Assignment — Copy each line below in which the word "white" occurs.

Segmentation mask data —
• • • • • • •
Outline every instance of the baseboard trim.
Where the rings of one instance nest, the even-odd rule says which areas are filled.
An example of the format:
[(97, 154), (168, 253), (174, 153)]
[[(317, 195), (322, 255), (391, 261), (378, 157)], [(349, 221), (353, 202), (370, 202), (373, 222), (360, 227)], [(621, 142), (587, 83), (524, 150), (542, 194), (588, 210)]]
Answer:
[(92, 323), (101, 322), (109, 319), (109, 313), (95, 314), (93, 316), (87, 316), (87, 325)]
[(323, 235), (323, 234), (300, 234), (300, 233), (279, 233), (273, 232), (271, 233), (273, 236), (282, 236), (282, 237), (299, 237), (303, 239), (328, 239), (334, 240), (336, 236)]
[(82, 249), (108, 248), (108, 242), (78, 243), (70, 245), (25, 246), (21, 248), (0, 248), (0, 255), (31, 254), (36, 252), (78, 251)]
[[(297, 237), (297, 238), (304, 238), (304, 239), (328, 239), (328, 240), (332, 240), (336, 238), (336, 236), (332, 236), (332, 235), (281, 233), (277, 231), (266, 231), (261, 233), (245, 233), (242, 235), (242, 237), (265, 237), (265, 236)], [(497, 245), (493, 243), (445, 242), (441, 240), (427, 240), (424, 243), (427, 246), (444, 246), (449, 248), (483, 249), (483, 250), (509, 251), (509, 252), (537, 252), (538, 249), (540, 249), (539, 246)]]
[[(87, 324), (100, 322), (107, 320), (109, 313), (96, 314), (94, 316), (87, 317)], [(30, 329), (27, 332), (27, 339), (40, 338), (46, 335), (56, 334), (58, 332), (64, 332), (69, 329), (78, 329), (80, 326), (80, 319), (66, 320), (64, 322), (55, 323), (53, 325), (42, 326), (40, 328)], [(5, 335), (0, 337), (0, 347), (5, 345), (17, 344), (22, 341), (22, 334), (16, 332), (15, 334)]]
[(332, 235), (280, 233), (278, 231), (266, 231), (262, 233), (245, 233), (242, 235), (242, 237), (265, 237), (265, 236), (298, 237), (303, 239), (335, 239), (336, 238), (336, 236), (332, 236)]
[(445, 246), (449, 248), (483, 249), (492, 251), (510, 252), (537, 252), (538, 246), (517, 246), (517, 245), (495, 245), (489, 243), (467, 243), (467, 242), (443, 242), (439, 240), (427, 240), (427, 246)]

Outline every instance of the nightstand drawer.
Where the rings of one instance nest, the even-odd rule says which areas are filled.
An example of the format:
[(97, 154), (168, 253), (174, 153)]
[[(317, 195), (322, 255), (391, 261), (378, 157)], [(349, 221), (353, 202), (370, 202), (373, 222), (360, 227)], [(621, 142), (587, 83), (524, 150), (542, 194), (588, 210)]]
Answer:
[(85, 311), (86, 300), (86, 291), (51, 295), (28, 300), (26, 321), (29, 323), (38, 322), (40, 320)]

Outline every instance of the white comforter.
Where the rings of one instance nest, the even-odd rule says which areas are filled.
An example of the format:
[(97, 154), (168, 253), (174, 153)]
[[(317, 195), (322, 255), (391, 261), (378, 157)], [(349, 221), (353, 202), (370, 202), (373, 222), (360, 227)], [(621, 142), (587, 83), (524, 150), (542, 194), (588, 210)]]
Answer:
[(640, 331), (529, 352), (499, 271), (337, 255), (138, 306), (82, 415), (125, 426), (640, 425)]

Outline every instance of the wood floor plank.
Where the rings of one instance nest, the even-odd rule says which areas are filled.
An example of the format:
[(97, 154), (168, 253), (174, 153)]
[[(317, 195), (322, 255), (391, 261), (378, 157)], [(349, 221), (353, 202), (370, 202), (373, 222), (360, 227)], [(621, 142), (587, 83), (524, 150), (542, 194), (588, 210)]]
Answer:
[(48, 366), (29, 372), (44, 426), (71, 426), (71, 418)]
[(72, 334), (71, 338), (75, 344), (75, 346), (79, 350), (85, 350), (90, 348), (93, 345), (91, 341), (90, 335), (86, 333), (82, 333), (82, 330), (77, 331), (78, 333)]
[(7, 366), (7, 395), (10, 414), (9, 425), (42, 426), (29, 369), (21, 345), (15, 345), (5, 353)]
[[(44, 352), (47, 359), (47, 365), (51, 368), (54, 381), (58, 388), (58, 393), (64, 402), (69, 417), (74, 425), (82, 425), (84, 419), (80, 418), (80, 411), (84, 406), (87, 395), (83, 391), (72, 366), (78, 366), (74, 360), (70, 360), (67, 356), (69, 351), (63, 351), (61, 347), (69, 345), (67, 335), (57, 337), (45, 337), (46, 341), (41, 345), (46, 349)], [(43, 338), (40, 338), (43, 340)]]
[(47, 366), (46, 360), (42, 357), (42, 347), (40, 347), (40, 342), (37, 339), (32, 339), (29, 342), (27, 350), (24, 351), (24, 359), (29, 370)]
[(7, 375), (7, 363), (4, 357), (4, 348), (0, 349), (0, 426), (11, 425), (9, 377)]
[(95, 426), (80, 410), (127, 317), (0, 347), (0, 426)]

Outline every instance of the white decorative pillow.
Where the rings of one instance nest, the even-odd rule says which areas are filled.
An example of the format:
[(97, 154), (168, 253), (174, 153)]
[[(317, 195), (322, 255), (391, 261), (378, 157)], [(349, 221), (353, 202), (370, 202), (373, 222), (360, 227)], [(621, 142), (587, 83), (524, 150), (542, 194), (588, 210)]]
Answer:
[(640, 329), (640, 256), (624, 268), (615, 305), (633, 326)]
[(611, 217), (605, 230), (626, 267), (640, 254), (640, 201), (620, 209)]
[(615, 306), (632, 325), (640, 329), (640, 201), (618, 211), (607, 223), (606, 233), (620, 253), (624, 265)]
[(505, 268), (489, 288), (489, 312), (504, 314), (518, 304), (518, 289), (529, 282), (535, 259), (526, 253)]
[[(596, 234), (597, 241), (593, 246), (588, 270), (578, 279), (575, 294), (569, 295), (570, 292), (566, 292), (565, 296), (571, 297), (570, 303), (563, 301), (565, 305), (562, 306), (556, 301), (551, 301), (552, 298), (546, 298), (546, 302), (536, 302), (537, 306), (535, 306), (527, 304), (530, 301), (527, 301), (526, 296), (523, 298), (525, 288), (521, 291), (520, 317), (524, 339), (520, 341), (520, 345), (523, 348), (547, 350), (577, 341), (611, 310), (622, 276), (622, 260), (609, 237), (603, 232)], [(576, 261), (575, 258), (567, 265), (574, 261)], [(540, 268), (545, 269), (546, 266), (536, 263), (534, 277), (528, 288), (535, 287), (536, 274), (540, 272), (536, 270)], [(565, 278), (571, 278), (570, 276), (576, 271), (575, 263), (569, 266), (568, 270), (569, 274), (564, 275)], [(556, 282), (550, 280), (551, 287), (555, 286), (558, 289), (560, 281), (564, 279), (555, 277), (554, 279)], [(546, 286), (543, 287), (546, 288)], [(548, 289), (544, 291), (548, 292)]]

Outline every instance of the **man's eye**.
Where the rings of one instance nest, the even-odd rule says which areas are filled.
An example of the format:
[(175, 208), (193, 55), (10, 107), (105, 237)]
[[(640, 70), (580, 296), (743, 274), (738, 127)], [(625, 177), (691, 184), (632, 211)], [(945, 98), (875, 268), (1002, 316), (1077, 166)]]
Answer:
• • • • • • •
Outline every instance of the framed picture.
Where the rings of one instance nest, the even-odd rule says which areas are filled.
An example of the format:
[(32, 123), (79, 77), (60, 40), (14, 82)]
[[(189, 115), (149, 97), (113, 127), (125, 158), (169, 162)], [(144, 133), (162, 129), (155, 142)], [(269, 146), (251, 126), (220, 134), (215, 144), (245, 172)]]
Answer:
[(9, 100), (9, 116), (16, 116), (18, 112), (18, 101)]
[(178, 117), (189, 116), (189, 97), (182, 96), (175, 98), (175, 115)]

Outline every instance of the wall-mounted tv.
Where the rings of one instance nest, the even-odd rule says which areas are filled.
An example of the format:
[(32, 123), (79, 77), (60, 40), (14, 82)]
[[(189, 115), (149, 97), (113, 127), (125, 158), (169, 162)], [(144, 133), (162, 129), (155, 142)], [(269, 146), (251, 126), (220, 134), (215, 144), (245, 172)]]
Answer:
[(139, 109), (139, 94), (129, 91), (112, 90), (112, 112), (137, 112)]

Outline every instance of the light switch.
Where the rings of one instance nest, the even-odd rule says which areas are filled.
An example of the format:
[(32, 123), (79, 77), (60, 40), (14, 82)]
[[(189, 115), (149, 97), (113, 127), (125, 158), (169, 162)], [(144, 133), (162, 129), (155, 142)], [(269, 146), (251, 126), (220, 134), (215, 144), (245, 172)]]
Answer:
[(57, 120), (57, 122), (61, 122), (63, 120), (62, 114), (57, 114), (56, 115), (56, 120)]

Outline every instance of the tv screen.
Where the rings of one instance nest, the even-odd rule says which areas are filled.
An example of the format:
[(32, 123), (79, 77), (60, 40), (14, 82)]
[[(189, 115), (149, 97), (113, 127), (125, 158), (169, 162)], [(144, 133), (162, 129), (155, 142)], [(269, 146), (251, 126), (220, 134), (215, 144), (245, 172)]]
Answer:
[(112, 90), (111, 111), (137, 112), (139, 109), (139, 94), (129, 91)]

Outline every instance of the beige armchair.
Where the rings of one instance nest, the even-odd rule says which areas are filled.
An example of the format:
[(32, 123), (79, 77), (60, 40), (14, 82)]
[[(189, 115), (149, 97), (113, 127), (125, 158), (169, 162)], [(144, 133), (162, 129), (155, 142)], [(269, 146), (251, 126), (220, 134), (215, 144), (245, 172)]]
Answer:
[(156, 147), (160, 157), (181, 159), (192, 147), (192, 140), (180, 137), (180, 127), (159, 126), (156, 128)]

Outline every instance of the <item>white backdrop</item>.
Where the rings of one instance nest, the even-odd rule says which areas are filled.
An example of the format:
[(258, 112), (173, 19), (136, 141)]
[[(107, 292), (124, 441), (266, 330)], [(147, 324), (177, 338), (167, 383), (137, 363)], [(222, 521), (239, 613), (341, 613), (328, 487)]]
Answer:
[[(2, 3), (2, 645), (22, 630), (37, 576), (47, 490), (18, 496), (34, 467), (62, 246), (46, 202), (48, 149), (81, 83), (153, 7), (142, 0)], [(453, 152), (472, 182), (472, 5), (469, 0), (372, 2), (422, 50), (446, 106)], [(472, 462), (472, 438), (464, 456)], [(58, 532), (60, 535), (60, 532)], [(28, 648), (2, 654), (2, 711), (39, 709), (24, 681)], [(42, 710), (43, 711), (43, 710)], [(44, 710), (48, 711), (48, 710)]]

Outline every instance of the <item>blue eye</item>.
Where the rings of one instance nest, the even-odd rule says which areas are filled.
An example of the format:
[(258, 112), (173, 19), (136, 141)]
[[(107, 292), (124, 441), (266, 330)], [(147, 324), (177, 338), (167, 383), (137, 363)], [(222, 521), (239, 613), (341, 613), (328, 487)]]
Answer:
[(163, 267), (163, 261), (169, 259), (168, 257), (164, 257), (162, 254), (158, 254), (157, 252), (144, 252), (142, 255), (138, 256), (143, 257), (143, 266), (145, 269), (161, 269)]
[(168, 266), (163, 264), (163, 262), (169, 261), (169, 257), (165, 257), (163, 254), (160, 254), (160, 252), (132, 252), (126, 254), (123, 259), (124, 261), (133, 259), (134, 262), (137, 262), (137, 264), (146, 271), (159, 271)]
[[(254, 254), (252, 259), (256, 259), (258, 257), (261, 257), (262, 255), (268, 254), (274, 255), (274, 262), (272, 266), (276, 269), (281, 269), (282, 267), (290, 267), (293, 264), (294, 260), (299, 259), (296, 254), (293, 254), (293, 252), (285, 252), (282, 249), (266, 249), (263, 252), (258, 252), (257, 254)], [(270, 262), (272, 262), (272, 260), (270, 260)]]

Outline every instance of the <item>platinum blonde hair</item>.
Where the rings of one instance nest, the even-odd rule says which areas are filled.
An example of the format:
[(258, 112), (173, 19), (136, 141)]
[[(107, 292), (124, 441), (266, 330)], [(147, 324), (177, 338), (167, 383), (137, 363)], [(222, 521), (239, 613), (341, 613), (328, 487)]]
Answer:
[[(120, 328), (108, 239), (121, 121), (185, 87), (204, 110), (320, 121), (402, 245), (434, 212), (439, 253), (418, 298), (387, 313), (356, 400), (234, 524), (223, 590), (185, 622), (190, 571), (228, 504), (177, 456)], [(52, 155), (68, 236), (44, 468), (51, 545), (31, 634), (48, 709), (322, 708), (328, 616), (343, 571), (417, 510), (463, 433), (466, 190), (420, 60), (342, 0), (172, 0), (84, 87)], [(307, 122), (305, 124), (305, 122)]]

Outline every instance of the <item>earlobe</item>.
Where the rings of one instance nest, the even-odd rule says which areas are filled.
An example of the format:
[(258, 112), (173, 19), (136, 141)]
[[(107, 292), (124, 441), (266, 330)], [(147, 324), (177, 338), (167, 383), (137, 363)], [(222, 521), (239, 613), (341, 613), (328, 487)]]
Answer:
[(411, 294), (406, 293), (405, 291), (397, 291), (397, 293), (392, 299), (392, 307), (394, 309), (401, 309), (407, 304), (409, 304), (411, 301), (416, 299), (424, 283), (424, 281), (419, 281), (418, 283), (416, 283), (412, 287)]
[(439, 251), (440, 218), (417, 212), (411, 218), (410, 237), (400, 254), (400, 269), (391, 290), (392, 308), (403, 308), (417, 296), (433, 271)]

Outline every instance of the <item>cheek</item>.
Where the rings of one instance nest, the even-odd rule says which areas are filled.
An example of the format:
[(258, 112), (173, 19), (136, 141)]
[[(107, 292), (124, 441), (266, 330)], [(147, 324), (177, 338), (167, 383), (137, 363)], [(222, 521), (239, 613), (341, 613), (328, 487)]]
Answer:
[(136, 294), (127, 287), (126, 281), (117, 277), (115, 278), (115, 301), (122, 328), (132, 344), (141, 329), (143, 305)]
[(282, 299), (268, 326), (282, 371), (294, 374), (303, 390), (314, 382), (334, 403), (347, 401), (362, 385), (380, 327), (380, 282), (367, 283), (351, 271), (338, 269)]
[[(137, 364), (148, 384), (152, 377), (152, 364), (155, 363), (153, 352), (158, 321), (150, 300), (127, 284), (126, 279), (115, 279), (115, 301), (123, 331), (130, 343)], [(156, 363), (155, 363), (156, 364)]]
• • • • • • •
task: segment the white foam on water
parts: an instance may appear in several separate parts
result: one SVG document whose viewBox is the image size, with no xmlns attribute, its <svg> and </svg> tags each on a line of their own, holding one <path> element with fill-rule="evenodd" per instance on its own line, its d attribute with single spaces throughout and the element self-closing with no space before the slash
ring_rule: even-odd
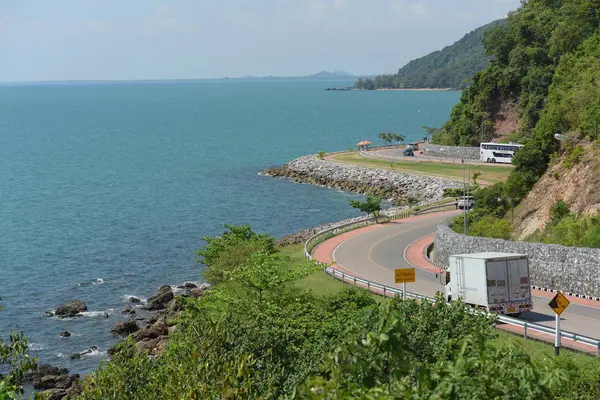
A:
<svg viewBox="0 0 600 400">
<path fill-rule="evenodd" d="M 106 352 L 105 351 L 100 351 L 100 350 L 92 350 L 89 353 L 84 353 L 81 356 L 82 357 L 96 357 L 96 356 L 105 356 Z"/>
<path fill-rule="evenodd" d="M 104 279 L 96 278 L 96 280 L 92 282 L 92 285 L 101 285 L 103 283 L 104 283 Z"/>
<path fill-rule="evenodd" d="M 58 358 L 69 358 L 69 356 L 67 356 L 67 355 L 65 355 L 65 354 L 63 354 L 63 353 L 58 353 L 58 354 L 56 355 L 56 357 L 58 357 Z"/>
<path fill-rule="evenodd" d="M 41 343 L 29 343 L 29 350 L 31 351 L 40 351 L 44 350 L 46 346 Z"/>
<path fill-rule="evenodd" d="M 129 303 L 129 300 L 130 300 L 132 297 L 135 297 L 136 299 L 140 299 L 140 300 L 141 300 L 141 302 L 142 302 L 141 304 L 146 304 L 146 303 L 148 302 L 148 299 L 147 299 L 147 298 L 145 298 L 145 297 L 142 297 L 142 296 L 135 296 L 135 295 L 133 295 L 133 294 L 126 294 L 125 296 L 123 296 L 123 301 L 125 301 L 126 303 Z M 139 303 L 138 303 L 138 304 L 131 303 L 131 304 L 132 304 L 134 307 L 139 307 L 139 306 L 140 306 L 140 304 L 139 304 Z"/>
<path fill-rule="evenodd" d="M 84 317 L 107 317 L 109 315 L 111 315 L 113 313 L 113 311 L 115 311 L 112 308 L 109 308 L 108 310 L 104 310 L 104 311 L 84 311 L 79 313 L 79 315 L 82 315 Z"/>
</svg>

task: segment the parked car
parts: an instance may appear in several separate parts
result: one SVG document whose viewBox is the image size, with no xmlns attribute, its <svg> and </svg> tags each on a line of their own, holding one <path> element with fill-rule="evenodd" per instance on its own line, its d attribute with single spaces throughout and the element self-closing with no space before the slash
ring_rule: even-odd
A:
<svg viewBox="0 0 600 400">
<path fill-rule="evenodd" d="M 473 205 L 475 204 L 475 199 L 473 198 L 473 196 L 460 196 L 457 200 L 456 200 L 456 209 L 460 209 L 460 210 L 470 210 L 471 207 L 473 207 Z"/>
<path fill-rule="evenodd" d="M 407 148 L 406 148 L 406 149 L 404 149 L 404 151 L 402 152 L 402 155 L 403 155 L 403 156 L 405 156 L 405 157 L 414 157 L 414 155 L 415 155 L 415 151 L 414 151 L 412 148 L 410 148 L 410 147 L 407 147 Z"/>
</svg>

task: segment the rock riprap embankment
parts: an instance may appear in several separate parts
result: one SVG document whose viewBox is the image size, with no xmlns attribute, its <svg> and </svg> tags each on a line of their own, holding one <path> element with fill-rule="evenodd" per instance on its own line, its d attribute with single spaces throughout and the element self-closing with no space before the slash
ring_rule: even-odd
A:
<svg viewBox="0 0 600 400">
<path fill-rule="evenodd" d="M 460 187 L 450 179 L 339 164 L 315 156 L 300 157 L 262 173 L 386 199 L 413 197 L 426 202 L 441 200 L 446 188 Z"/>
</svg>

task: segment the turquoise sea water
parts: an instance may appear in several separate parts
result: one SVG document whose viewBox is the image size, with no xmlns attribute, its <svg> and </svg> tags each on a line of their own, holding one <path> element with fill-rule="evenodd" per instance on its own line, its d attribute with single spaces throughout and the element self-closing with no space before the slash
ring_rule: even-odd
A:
• • • • • • •
Exercise response —
Outline every instance of the white comforter.
Outline every instance of the white decorative pillow.
Outline every instance of the <item>white backdrop</item>.
task: segment the white foam on water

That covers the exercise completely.